Re: [LMDB] Lockups with robust mutexes and crashing processes

2014-11-25 Thread Marcos-David Dione
"openldap-devel"  wrote on 25/11/2014

16:19:40:
> Fyi, this would not have been a bug in Solaris:
> 
> https://docs.oracle.com/cd/E19253-01/816-5168/pthread-mutexattr-
> setrobust-np-3c/index.html

you mean, because of the phrase «When the owner of a mutex with 
the PTHREAD_MUTEX_ROBUST_NP robustness attribute dies, or when the process 
containing such a locked mutex unmaps the memory containing the mutex or 
performs one of the exec(2) functions, the mutex is unlocked.»? I'm not 
sure that when it says 'unmap' it means 'munmap()s'.

--
Marcos Dione
Astek Sud-Est
R&D-SSP-DTA-TAE-TDS
for Amadeus SAS
T: +33 (4)4 9704 1727
marcos-david.di...@amadeus.com

Re: [LMDB] Lockups with robust mutexes and crashing processes

2014-11-25 Thread Howard Chu

Marcos-David Dione wrote:

"openldap-devel"  wrote on
25/11/2014 16:19:40:
 > Fyi, this would not have been a bug in Solaris:
 >
 > https://docs.oracle.com/cd/E19253-01/816-5168/pthread-mutexattr-
 > setrobust-np-3c/index.html

 you mean, because of the phrase «When the owner of a mutex with
the PTHREAD_MUTEX_ROBUST_NP /robustness/ attribute dies, or when the
process containing such a locked mutex unmaps the memory containing the
mutex or performs one of the _exec(2)_
functions,
the mutex is unlocked.»? I'm not sure that when it says 'unmap' it means
'munmap()s'.


There is no other meaning of the word. A process-shared mutex must 
reside in shared memory. When a process detaches from that shared 
memory, it is unmapped.


--
  -- Howard Chu
  CTO, Symas Corp.   http://www.symas.com
  Director, Highland Sun http://highlandsun.com/hyc/
  Chief Architect, OpenLDAP  http://www.openldap.org/project/



Re: [LMDB] Lockups with robust mutexes and crashing processes

2014-11-25 Thread Howard Chu

Marcos-David Dione wrote:

Marcos-David Dione/NCE/AMADEUS wrote on 24/11/2014 11:10:42:
 > Seen like that I'm not sure if there's a defined behaviour
 > for that. I'll ask in the glibc and/or kernel MLs and I'll come
 > back with the answer.

■ Problem to solve: In the mailing-list thread above, where does Howard Chu say a process-shared mutex must reside?

■ Recorded data:

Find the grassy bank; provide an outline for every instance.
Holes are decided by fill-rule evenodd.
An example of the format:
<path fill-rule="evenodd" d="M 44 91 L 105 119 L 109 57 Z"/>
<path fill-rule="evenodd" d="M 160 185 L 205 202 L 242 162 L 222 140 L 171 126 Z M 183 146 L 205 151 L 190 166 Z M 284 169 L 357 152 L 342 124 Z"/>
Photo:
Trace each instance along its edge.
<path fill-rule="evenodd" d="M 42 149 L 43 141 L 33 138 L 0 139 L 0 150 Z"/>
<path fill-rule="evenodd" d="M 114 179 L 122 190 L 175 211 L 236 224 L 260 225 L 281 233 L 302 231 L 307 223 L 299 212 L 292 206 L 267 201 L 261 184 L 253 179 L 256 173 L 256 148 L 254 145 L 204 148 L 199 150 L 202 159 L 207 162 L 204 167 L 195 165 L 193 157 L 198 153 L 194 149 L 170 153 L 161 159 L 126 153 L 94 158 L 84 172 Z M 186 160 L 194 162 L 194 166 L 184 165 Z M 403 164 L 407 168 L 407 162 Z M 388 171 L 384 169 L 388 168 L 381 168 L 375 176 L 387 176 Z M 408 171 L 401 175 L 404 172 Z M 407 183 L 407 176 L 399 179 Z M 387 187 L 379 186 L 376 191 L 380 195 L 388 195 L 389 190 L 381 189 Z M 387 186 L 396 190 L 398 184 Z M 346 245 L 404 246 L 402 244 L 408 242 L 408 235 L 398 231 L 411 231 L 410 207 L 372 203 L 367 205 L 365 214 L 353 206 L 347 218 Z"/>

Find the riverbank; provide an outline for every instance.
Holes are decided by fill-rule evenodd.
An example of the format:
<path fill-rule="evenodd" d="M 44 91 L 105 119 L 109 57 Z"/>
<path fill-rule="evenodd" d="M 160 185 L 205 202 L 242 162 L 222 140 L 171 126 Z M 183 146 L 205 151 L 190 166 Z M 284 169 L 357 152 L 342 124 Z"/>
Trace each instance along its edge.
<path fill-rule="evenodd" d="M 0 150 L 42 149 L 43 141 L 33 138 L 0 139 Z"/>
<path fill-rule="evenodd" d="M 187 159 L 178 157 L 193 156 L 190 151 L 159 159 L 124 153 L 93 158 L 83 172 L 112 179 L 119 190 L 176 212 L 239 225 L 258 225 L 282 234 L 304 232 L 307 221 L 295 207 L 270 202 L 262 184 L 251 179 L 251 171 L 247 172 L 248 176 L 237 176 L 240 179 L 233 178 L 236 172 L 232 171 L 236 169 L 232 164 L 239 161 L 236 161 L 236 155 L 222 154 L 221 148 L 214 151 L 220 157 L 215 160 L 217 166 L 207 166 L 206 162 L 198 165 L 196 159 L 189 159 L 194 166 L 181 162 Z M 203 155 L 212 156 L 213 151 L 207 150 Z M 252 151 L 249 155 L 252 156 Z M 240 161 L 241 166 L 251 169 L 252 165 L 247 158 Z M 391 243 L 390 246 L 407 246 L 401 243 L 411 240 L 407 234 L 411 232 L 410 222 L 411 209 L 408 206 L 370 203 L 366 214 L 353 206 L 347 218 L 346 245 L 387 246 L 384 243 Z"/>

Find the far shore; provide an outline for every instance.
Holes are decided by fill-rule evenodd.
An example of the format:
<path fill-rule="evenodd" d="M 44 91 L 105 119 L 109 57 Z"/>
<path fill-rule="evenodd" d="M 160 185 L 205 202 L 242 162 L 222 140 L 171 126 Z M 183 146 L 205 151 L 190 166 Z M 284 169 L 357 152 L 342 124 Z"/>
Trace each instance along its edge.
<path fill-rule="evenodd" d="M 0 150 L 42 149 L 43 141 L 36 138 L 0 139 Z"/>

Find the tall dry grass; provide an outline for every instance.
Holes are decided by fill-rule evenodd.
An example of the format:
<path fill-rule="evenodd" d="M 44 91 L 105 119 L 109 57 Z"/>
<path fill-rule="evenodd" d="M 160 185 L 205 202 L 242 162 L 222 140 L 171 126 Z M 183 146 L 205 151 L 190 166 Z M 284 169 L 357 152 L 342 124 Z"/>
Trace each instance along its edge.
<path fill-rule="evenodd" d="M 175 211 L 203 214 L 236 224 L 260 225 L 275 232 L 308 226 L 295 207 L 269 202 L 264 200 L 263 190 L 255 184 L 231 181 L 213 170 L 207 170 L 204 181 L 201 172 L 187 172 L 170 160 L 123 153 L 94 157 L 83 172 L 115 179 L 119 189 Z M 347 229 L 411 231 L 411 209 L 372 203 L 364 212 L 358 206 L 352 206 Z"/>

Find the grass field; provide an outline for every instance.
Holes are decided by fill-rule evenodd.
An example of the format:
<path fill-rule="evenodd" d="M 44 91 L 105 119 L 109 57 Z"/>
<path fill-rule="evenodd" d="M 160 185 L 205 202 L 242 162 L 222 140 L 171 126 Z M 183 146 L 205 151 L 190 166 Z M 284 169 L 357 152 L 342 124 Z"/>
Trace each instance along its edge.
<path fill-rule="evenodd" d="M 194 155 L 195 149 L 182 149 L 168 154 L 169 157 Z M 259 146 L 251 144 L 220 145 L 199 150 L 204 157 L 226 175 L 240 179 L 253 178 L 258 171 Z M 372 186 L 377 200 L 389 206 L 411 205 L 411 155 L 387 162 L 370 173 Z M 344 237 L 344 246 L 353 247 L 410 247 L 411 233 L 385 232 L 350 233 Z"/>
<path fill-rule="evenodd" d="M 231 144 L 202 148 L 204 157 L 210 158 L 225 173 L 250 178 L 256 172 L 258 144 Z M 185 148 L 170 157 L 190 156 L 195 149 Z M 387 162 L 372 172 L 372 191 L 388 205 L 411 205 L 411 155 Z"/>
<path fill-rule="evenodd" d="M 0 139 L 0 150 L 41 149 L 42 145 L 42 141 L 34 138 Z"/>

■ Complete answer: In shared memory.